● **THE TASK**
Set each entry down exactly as written.

START SUPPLIED RECORDS

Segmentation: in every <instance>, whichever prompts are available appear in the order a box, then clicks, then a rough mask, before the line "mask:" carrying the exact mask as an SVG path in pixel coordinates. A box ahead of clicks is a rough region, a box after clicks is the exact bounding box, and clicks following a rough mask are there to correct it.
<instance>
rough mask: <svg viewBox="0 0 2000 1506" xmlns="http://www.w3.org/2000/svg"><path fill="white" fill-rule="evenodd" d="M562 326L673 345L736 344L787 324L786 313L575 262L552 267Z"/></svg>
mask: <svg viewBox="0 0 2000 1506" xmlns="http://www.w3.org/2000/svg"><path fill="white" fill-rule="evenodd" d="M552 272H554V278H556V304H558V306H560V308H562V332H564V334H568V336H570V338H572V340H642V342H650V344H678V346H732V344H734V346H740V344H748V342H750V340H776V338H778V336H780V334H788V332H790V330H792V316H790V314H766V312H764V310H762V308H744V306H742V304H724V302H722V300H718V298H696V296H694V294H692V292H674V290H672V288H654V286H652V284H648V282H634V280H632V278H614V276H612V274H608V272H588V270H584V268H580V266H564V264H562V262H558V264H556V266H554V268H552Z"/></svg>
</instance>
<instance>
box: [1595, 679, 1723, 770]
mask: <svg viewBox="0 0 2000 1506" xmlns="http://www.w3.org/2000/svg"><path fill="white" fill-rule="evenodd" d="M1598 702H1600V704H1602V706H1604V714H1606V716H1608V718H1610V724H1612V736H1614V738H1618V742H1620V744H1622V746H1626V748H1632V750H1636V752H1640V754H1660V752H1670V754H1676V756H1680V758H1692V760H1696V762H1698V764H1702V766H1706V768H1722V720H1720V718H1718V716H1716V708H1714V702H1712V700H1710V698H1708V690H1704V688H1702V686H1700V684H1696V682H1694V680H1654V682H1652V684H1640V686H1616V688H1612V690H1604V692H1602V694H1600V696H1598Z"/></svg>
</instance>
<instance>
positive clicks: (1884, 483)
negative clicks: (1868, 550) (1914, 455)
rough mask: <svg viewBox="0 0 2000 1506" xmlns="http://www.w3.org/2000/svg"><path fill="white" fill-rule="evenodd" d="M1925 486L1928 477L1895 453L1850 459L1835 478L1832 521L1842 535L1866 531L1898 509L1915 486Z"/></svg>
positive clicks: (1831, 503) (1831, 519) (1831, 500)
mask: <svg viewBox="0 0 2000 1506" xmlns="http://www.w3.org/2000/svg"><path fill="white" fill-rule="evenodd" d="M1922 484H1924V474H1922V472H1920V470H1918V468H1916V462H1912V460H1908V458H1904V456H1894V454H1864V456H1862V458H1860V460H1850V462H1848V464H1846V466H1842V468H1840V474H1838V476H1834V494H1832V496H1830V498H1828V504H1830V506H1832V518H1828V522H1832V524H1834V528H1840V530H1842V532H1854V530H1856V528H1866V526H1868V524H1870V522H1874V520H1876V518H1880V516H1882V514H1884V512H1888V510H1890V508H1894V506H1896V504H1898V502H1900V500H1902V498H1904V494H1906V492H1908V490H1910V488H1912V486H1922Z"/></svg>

END SUPPLIED RECORDS

● **EXPECTED ANSWER**
Segmentation: in every <instance>, whichever prompts are available appear in the order a box, then clicks, then a rough mask, before the line "mask:" carrying the exact mask as an SVG path in pixel coordinates. A box ahead of clicks is a rough region, a box after clicks is the exact bounding box, and clicks following a rough mask are there to correct it.
<instance>
rough mask: <svg viewBox="0 0 2000 1506" xmlns="http://www.w3.org/2000/svg"><path fill="white" fill-rule="evenodd" d="M562 326L673 345L736 344L787 324L786 313L575 262L552 267Z"/></svg>
mask: <svg viewBox="0 0 2000 1506" xmlns="http://www.w3.org/2000/svg"><path fill="white" fill-rule="evenodd" d="M552 272H554V278H556V304H558V306H560V308H562V332H564V334H568V336H570V338H572V340H642V342H650V344H678V346H732V344H734V346H740V344H748V342H750V340H776V338H778V336H780V334H788V332H790V330H792V316H790V314H766V312H764V310H762V308H744V306H742V304H724V302H722V300H718V298H696V296H694V294H692V292H674V290H672V288H654V286H652V284H648V282H634V280H632V278H614V276H612V274H608V272H588V270H584V268H580V266H564V264H562V262H558V264H556V266H554V268H552Z"/></svg>
</instance>
<instance>
box: [1595, 679, 1723, 770]
mask: <svg viewBox="0 0 2000 1506" xmlns="http://www.w3.org/2000/svg"><path fill="white" fill-rule="evenodd" d="M1598 702H1600V704H1602V706H1604V714H1606V716H1608V718H1610V724H1612V736H1614V738H1618V742H1620V744H1622V746H1626V748H1632V750H1636V752H1640V754H1660V752H1670V754H1676V756H1680V758H1692V760H1696V762H1698V764H1702V766H1706V768H1722V720H1720V718H1718V716H1716V708H1714V702H1712V700H1710V698H1708V690H1704V688H1702V686H1700V684H1696V682H1694V680H1654V682H1652V684H1640V686H1616V688H1612V690H1604V692H1602V694H1600V696H1598Z"/></svg>
</instance>
<instance>
positive clicks: (1884, 483)
negative clicks: (1868, 550) (1914, 455)
rough mask: <svg viewBox="0 0 2000 1506" xmlns="http://www.w3.org/2000/svg"><path fill="white" fill-rule="evenodd" d="M1925 486L1928 477L1895 453L1850 459L1835 478L1832 521L1842 535L1866 531L1898 509L1915 486Z"/></svg>
positive clicks: (1831, 503) (1831, 519) (1831, 500)
mask: <svg viewBox="0 0 2000 1506" xmlns="http://www.w3.org/2000/svg"><path fill="white" fill-rule="evenodd" d="M1922 484H1924V474H1922V472H1920V470H1918V468H1916V462H1912V460H1908V458H1904V456H1894V454H1864V456H1862V458H1860V460H1850V462H1848V464H1846V466H1842V468H1840V474H1838V476H1834V494H1832V496H1830V498H1828V504H1830V506H1832V518H1828V522H1832V524H1834V528H1840V530H1842V532H1854V530H1856V528H1866V526H1868V524H1870V522H1874V520H1876V518H1880V516H1882V514H1884V512H1888V510H1890V508H1894V506H1896V504H1898V502H1900V500H1902V498H1904V494H1906V492H1908V490H1910V488H1912V486H1922Z"/></svg>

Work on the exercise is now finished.